Problems to work on:
**1)** Reproduce word for word the passage of the article on risk-based security assessment from "In this article, I" to "effective engineering work.".
**2)** Resume the article on risk-based security assessment after its last sentence and keep writing it.

Document excerpt:
Risk-Based Assessment Does Not Secure Products
Recently, I’ve witnessed a growing number of risk-based cybersecurity assessment trainings emerge, while far fewer initiatives focus on practical cybersecurity engineering. As a result, many product owners and decision-makers are trained to think in terms of compliance, certification, and documented risk very early in a project, at the expense of concrete engineering practices that actually reduce exposure. This series of articles aims to put things back in the right order.
In this article, I (the author) have a practical bias toward EBIOS because it is widely used locally, particularly in France, and frequently encountered in real projects. EBIOS, developed and promoted by ANSSI, is a structured, multistep risk-based assessment methodology. However, the observations made in this article apply to any risk-based assessment approach when it is used alone or too early in the product life cycle.
These articles are neither pro nor anti risk-based assessment, and certainly not pro or anti EBIOS. They are pro real-world security, and critical of the misuse of assessment methods and the unnecessary bureaucracy that often replaces effective engineering work.

Items:
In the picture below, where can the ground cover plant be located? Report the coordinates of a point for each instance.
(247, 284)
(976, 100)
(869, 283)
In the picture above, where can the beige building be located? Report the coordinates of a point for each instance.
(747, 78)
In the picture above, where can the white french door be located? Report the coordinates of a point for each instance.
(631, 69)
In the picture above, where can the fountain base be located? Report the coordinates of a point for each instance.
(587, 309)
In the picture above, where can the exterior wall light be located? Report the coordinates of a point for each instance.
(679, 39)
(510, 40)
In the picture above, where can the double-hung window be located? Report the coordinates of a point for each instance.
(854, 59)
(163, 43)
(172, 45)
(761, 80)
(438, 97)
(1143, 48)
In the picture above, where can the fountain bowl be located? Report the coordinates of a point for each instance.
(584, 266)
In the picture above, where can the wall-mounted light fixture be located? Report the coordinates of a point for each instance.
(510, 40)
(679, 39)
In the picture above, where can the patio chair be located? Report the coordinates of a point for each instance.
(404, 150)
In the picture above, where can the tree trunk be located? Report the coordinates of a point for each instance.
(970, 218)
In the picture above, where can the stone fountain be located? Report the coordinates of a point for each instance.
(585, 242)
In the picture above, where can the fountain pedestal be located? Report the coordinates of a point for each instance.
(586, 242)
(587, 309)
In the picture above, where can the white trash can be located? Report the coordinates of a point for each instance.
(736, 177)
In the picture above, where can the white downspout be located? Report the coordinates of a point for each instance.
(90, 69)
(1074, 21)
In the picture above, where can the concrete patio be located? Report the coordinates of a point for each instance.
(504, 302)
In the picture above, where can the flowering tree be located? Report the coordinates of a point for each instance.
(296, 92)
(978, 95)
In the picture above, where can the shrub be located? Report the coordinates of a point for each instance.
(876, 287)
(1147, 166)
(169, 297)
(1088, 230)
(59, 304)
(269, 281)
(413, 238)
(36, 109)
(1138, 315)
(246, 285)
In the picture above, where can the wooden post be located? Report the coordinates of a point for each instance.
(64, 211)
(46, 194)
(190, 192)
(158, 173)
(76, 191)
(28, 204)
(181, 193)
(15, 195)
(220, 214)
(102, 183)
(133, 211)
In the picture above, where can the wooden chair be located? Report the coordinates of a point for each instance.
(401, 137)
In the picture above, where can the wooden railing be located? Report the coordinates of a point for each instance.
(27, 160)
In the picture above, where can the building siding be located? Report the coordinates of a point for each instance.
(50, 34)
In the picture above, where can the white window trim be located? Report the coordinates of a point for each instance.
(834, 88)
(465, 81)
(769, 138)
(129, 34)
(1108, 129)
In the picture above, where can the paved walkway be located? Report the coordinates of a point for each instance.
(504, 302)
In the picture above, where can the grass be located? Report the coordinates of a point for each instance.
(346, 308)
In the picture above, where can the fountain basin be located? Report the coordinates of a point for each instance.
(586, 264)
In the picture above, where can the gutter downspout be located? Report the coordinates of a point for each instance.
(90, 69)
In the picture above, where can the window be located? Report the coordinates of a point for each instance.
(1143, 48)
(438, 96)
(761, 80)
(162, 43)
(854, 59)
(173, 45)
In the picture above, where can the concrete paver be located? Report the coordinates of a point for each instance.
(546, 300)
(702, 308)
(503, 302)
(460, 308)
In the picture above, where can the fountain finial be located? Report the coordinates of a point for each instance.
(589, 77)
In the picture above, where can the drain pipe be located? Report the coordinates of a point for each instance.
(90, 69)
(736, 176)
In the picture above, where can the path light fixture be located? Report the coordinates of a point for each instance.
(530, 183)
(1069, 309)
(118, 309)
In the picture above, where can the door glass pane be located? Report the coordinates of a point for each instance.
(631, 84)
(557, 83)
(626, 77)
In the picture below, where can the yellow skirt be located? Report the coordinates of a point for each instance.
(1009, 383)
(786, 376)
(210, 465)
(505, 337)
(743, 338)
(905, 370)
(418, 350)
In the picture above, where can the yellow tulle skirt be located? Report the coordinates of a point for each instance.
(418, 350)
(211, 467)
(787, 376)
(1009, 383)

Results in order:
**1)**
In this article, I (the author) have a practical bias toward EBIOS because it is widely used locally, particularly in France, and frequently encountered in real projects. EBIOS, developed and promoted by ANSSI, is a structured, multistep risk-based assessment methodology. However, the observations made in this article apply to any risk-based assessment approach when it is used alone or too early in the product life cycle.
These articles are neither pro nor anti risk-based assessment, and certainly not pro or anti EBIOS. They are pro real-world security, and critical of the misuse of assessment methods and the unnecessary bureaucracy that often replaces effective engineering work.

**2)**
This first article explains:
what risk-based assessment processes are designed to do,
why they primarily apply to deployed or architecturally fixed products,
how they are often misused as a substitute for security engineering,
and why attackers routinely exploit weaknesses that were never considered “important risks”.
The second article focuses on what experienced engineering teams do instead: how they build security into products through architecture, exposure control, containment, and maintenance, while keeping future certification and assessment requirements in mind without being driven by them.
Risk-based assessment can be useful. It can help organize remediation efforts and communicate priorities. But risk-based assessment does not secure products. Security is achieved through engineering decisions, long before risks are written down.
What Risk-Based Assessment Is (and Where It Applies)
Risk-based cybersecurity assessment processes are designed to analyze an existing situation. Their goal is to identify assets, model threats and attack scenarios, estimate potential impacts, and prioritize risks based on likelihood and severity. The output is typically a structured view of exposures and a set of recommended security objectives or mitigation actions.
These approaches are widely used across industries and standards. While terminology and formalisms differ, the underlying logic is largely the same:
Given a system, its environment, and its constraints, what could go wrong, and how bad would it be?
This framing implies a crucial prerequisite: the system must already be known. Risk-based assessment assumes that:
the product architecture is defined,
interfaces and data flows exist,
exposure to users, networks, and external systems is real,
operational constraints are fixed or difficult to change.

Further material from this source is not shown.